> Instruction a
Answer these questions from the text on splitting aligned multivalue fields, one answer per line, marked like the questions:
(i) Which delimiter joins price and quantity in the first mvzip example?
(ii) What is the largest number of times price and quantity are assumed able to appear?
(iii) Which word does the text suggest for a placeholder mv field when a matched field is null?

> Source
────────────────────────────────────────

Assuming you have this format

| table order-no order-date price quantity

and price and quantity are both multivalue fields that are aligned with each other, then do this...

| eval price=mvzip(price,quantity,"@")
| mvexpand price
| eval price=split(price,"@")
| eval quantity=mvindex(price,1)
| eval price=mvindex(price,0)

If you had a third field, which might contain an @ sign, and you don't have people entering enthusiastic comments, then I recommend five bangs as a delimiter "!!!!!". You can also substitute any highly unlikely combination of characters ( "!!#@#!!" ).

| table order-no order-date price quantity description
| eval price=mvzip(mvzip(price,quantity,"!!!!!"),description,"!!!!!")
| mvexpand price
| eval price=split(price,"!!!!!")
| eval description=mvindex(price,2)
| eval quantity=mvindex(price,1)
| eval price=mvindex(price,0)

DalJeanis
Legend

@shinglau - These methods are not appropriate for fields that are not precisely matched, with the same number of mv fields. If a field is supposed to be matched and is null, then you need to create a placeholder mv field, for example with the word "NULL" the correct number of times.

Assuming that the description may be null, the price and quantity are always matched and never null, and price and quantity can never appear more than 40 times, that could look something like...

 | table order-no order-date price quantity description
 | eval mynulls=mvappend("((UNUSED))",
   "((NULL))","((NULL))","((NULL))","((NULL))","((NULL))", "((NULL))","((NULL))","((NULL))",
   "((NULL))","((NULL))","((NULL))","((NULL))","((NULL))","((NULL))","((NULL))","((NULL))",
   "((NULL))","((NULL))","((NULL))","((NULL))","((NULL))","((NULL))","((NULL))","((NULL))",
   "((NULL))","((NULL))","((NULL))","((NULL))","((NULL))","((NULL))","((NULL))","((NULL))",
   "((NULL))","((NULL))","((NULL))","((NULL))","((NULL))","((NULL))","((NULL))","((NULL))")
 | eval description=coalesce(description,mvindex(mynulls,1,mvcount(price)))
 | eval price=mvzip(mvzip(price,quantity,"!!!!!"),description,"!!!!!")
 | mvexpand price
 | eval price=split(price,"!!!!!")

────────────────────────────────────────

> Supplied records

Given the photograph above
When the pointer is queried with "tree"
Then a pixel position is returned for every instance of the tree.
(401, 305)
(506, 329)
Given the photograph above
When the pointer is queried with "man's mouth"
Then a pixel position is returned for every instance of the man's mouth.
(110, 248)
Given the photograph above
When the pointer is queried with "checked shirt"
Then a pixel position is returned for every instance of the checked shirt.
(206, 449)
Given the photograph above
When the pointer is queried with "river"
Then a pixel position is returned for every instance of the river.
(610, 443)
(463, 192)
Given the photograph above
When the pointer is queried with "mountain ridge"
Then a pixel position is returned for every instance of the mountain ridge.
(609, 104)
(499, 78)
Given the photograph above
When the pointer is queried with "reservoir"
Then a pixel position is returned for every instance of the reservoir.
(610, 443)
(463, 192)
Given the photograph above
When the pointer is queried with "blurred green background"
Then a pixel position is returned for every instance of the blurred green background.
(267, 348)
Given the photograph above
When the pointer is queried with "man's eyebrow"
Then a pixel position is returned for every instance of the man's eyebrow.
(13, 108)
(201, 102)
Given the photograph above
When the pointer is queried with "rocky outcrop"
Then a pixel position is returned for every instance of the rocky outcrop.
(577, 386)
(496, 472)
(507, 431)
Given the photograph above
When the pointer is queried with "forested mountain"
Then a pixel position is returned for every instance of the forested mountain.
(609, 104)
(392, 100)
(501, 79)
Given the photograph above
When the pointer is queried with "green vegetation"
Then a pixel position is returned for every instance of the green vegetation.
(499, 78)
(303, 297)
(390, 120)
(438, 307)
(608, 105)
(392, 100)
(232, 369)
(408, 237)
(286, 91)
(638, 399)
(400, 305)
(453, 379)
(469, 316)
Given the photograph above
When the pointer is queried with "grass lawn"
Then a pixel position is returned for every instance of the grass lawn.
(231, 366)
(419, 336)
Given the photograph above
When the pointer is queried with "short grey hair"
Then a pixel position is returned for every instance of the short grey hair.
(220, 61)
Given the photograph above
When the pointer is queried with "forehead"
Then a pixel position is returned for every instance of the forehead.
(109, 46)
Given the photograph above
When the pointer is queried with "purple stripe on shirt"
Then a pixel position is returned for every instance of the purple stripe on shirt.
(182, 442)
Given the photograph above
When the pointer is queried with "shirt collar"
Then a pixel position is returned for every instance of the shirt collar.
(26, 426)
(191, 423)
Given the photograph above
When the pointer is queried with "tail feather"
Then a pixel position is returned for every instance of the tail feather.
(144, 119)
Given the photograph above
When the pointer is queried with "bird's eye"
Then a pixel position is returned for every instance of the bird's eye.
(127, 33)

────────────────────────────────────────

> Instruction b
Count the lines of the records that contain the string "forehead", treating case as significant. Reply with the number only.

> Final result a
(i) "@"
(ii) 40
(iii) "NULL"

> Final result b
2